Mørch, Henning: Population and resources in two types of rural
landscape - Denmark 1860, 1900, and 1960. Geografisk Tidsskrift
80: 88-92. Copenhagen, June 1980.

An investigation on the basis of simple, linear regression of the relationship between size of population and physical resources in two types of landscape - moraine and outwash plain - Denmark 1860-J 960.

Henning Mørch. M.Se., Senior Lecturer. Geographical Institute,
University of Copenhagen, Haraldsgade 68, DK-2100 Copenhagen
0.

This paper is limited to concern with the relationship between population and physical resources in two types of Danish landscape. In an earlier paper (Mørch 1975) the subject was more generally considered and more detailed information of sources of data, variables, model etc. presented.

The investigation comprises a sector across the peninsula of Jutland divided into two subregions, EAST and WEST (fig. 1). The subdivision follows roughly the main stationary line of the latest glacial period (Schou, 1949).

EAST consists of moraine landscapes from the last glaciation (Wurm) with comparatively fertile soils which have been almost fully cultivated during the whole period of investigation.

WEST has outwash plains from the last glaciation and moraine from the former glaciation (Riss). This region has rather poor soils; before the middle of the 19th century a great part of it lay as heathlands which were reclaimed during the period of investigation (Jensen & Jensen 1979).

These two subregions represent two main types of Danish landscapes, and also reflect two main types of land use systems, as well as of rural population growth in Denmark (cf. Illeris 1965).

The period of investigation runs from 1860 - at the very
beginning of the period of reclamation - up to 1960 when the
reclamation was almost completed.

The sources of data are the official statistics which encompass agricultural and population censuses for Denmark even prior to 1860. The basic areas were parishes and municipalities. As the subject was rural population and resorces, urban areas with more than 10,000 inhabitants and their suburbs have been omitted. Minor towns have been regarded as, at least indirectly, to be dependent on the real rural population and production.

VARIABLES

The following six variables have been applied; as some of the
abbreviations may seem unlogical, the Danish terms are
stated in brackets:

P total population
A total area

L rotational area (landbrugsareal i omdrift)
S total agricultural area (samlet landbrugs

areal)

H soil fertility (hartkorn)
V value of agricultural area

P - total population. An open population as the Danish rural population, including the populations in the period investigated here, is dependent upon local agricultural resources, system of utilization, and on other possibilities such as manufacturing,

commercial relations with other regions, commuting etc. as well as upon a local service sector. For this study the population is defined as »the total population« for several reasons: in general, the population, including the local service sector, was in such areas largely dependent on the agricultural production. The commuting over longer distances was still in 1960 at its very beginning. Finally, it would be difficult to establish consistent data covering the whole period on a purely agricultural population.

====================

EXERCISE DESCRIPTION
Reproduce word for word a passage of the paper on rural population and resources, beginning at the words "An investigation on" and stopping after "Denmark 1860-J 960.". These rows come from a different source than the paper.

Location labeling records
====================

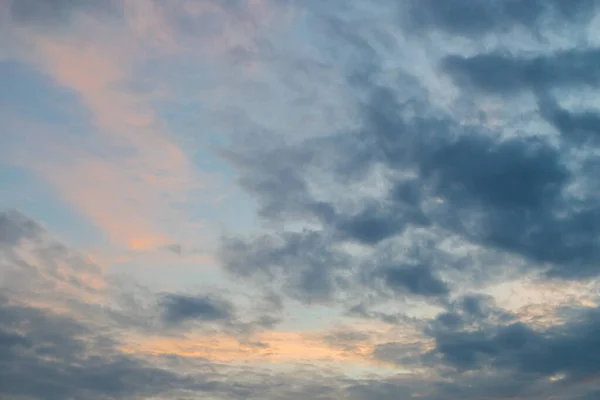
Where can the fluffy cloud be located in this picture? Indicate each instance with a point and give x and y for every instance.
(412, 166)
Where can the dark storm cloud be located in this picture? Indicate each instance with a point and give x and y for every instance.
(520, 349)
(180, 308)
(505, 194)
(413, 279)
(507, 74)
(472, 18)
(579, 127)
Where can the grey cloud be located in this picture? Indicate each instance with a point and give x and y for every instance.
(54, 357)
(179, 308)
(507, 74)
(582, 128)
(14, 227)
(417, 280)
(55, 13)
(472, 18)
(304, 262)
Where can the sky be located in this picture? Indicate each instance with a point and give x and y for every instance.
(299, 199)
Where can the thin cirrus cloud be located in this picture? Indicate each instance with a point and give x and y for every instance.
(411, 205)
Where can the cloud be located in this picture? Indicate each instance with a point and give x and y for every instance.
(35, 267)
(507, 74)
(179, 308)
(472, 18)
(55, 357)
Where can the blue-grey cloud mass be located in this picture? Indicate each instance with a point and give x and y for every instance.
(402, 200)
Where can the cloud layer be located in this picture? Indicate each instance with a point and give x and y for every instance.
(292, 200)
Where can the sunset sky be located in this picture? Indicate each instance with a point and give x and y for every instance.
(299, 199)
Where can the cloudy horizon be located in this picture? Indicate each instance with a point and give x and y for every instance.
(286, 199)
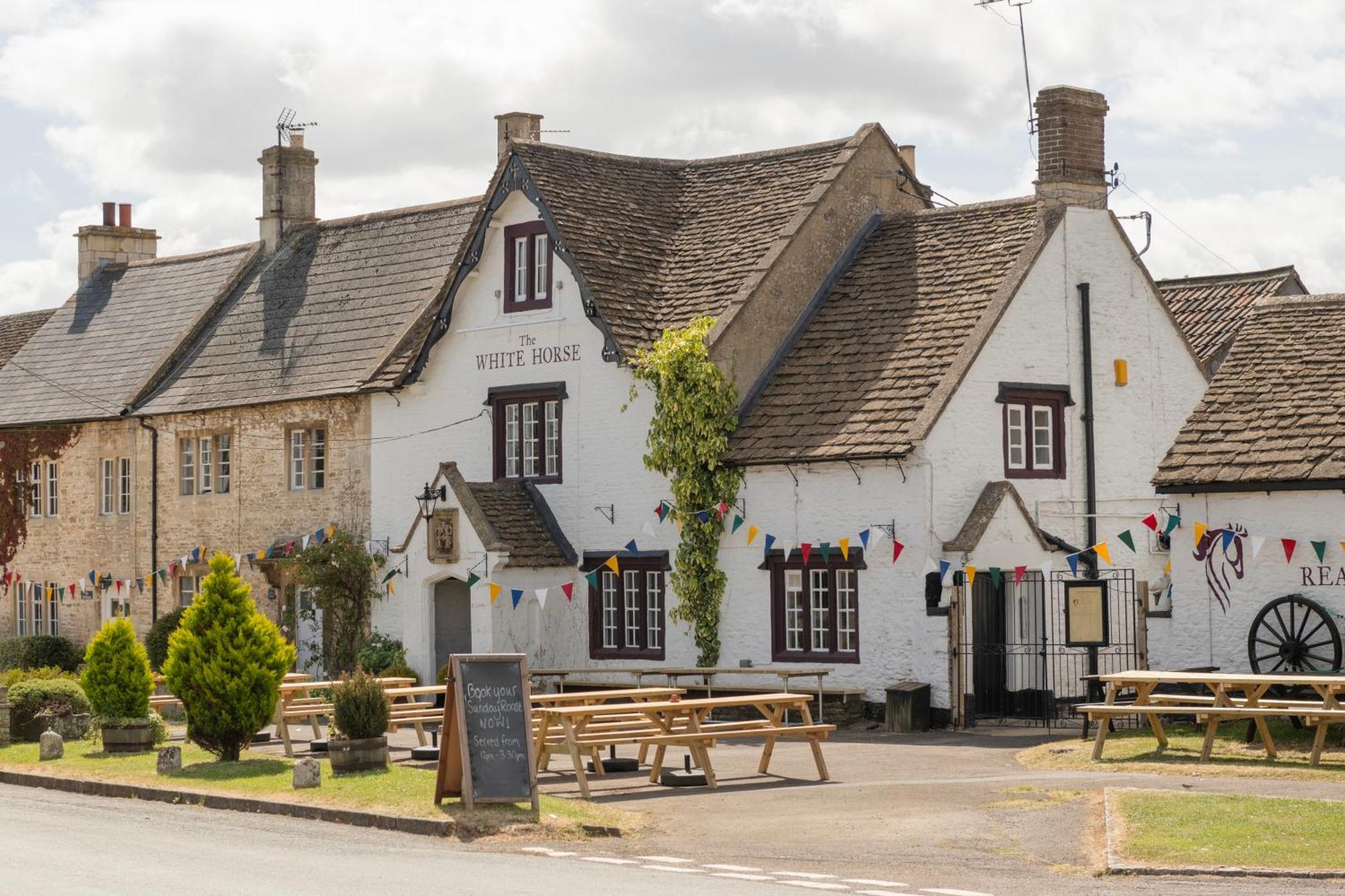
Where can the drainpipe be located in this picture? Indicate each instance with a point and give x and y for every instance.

====================

SOLUTION TO THE EXERCISE
An investigation on the basis of simple, linear regression of the relationship between size of population and physical resources in two types of landscape - moraine and outwash plain - Denmark 1860-J 960.